- Written exercise: Reproduce each of the following lines word for word, without changing anything.
++++++++++
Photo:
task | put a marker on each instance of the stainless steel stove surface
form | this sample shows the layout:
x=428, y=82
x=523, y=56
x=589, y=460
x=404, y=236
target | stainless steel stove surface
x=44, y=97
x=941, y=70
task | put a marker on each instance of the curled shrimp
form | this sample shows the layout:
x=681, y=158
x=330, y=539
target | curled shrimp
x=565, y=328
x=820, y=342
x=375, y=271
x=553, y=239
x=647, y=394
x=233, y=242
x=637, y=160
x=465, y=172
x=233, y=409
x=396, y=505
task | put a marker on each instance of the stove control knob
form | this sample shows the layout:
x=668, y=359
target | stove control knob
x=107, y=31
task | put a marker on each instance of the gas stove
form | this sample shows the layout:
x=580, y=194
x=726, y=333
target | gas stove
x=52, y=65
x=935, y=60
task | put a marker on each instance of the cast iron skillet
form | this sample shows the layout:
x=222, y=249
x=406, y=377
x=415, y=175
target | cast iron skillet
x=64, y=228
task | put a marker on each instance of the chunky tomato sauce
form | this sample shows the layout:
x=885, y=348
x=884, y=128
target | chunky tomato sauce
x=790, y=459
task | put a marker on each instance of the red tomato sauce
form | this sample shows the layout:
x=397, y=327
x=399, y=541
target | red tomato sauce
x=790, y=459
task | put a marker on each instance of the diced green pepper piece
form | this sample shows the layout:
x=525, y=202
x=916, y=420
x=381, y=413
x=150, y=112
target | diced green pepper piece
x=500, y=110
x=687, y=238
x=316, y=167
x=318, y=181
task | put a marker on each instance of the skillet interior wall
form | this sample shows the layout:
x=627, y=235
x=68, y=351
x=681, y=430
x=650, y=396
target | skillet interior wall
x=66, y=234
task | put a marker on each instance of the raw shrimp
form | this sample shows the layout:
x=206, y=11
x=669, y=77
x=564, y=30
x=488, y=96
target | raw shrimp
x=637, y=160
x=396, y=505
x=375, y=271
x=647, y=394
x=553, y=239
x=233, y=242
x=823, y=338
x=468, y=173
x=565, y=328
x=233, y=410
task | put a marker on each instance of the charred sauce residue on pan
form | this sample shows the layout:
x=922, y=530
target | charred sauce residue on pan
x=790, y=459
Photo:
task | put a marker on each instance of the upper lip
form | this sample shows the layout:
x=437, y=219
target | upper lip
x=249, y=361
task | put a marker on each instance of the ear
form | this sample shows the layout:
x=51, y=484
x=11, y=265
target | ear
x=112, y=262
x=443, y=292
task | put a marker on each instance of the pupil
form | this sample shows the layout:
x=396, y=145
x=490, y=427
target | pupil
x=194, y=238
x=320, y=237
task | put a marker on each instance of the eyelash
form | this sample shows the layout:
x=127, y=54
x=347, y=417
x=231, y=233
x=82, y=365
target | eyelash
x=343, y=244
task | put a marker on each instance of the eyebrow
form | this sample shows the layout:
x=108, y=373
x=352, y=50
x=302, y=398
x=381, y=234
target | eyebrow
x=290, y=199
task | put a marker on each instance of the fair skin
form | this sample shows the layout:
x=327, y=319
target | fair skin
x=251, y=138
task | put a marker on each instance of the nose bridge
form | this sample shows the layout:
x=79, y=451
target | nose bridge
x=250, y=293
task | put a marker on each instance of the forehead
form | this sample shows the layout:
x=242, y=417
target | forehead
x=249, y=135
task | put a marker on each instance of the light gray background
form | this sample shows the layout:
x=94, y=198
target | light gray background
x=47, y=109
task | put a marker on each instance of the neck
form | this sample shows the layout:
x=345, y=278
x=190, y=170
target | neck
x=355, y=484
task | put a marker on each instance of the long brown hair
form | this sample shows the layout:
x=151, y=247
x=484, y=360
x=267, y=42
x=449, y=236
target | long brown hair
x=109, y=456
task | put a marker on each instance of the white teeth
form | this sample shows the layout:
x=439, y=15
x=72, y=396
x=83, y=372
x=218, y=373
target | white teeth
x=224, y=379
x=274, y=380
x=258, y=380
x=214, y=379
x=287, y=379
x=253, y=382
++++++++++
- Solution:
Photo:
task | put a marker on each instance of the stainless steel stove surface
form | this sample shows the layout:
x=428, y=82
x=523, y=56
x=589, y=460
x=404, y=236
target | stainless steel stove surface
x=44, y=97
x=941, y=70
task | put a marker on each instance of the curled shrimp
form | this sample shows the layout:
x=681, y=158
x=330, y=539
target | curled shrimp
x=565, y=328
x=820, y=342
x=375, y=271
x=553, y=239
x=647, y=394
x=233, y=242
x=637, y=160
x=465, y=172
x=233, y=409
x=396, y=505
task | put a marker on each instance of the stove control knob
form | this sample shows the layout:
x=668, y=359
target | stove control knob
x=107, y=31
task | put a marker on each instance of the gas stove
form | this sample shows the layout:
x=580, y=194
x=726, y=333
target | gas stove
x=52, y=65
x=935, y=60
task | put a marker on each instance of the cast iron skillet
form | this sample shows the layout:
x=222, y=249
x=406, y=377
x=415, y=175
target | cast iron skillet
x=64, y=228
task | put a marker on each instance of the chunky tomato sauce
form | this sample shows the layout:
x=885, y=348
x=884, y=128
target | chunky tomato sauce
x=790, y=459
task | put a marker on each instance of the red tomato sauce
form | this sample shows the layout:
x=397, y=327
x=399, y=541
target | red tomato sauce
x=790, y=459
task | put a marker on each instance of the diced green pepper piece
form | this sample shows the layout:
x=525, y=202
x=916, y=420
x=381, y=413
x=150, y=112
target | diced green pepper piece
x=500, y=110
x=687, y=238
x=316, y=167
x=318, y=181
task | put a marker on each instance of the skillet interior wall
form | this sample shows the layout:
x=627, y=235
x=68, y=351
x=681, y=430
x=650, y=396
target | skillet interior wall
x=66, y=234
task | put a marker on each instance of the raw shrimp
form | this sample shows the layout:
x=206, y=11
x=669, y=77
x=564, y=30
x=488, y=96
target | raw shrimp
x=637, y=160
x=396, y=505
x=375, y=271
x=647, y=394
x=553, y=239
x=233, y=242
x=823, y=338
x=468, y=173
x=565, y=328
x=233, y=410
task | put a marker on each instance of the charred sauce residue on pan
form | this sample shows the layout:
x=922, y=530
target | charred sauce residue on pan
x=790, y=459
Photo:
task | put a marker on each instance of the upper lip
form | this sample shows the layout:
x=437, y=219
target | upper lip
x=249, y=361
task | put a marker on each instance of the ear
form | this sample shows the layout:
x=51, y=484
x=11, y=265
target | ear
x=112, y=262
x=443, y=292
task | put a marker on each instance of the pupil
form | this sample shows the layout:
x=396, y=145
x=490, y=427
target | pupil
x=194, y=238
x=320, y=237
task | put a marker on each instance of the eyelash
form | this sample shows the layout:
x=127, y=54
x=347, y=417
x=231, y=233
x=82, y=365
target | eyelash
x=343, y=244
task | put a marker on each instance of the eyebrow
form | this sample shows the layout:
x=108, y=373
x=352, y=50
x=302, y=398
x=381, y=234
target | eyebrow
x=290, y=199
task | put a marker on each instance of the fair skin
form | this sample shows the layout:
x=327, y=319
target | fair skin
x=251, y=138
task | put a marker on each instance of the nose bridge
form | this sample shows the layout:
x=79, y=451
target | nose bridge
x=250, y=293
task | put a marker on each instance of the forehead
form | this sample shows the layout:
x=242, y=417
target | forehead
x=249, y=135
task | put a marker on each instance of the light gray background
form | this sample shows the layout:
x=94, y=198
target | light gray background
x=47, y=109
task | put a marker on each instance of the neck
form | this sample shows the layout:
x=345, y=278
x=190, y=170
target | neck
x=355, y=484
task | put a marker on each instance of the long brown hair
form | this sample shows the layout:
x=151, y=247
x=484, y=360
x=267, y=42
x=449, y=236
target | long brown hair
x=109, y=456
task | put a marker on each instance of the white teeth
form | this sample shows the layout:
x=439, y=15
x=72, y=396
x=83, y=372
x=218, y=373
target | white teeth
x=224, y=379
x=274, y=380
x=258, y=380
x=214, y=379
x=287, y=379
x=253, y=382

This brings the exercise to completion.